Provided data:
* * * *
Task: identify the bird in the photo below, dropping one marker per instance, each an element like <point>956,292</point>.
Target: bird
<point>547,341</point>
* * * *
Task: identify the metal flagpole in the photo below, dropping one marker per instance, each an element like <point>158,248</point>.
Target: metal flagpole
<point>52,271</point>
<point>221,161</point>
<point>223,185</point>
* * * *
Work instructions: How many of the lines above contain the word "photo"? Reply with the number alone.

Written answer: 2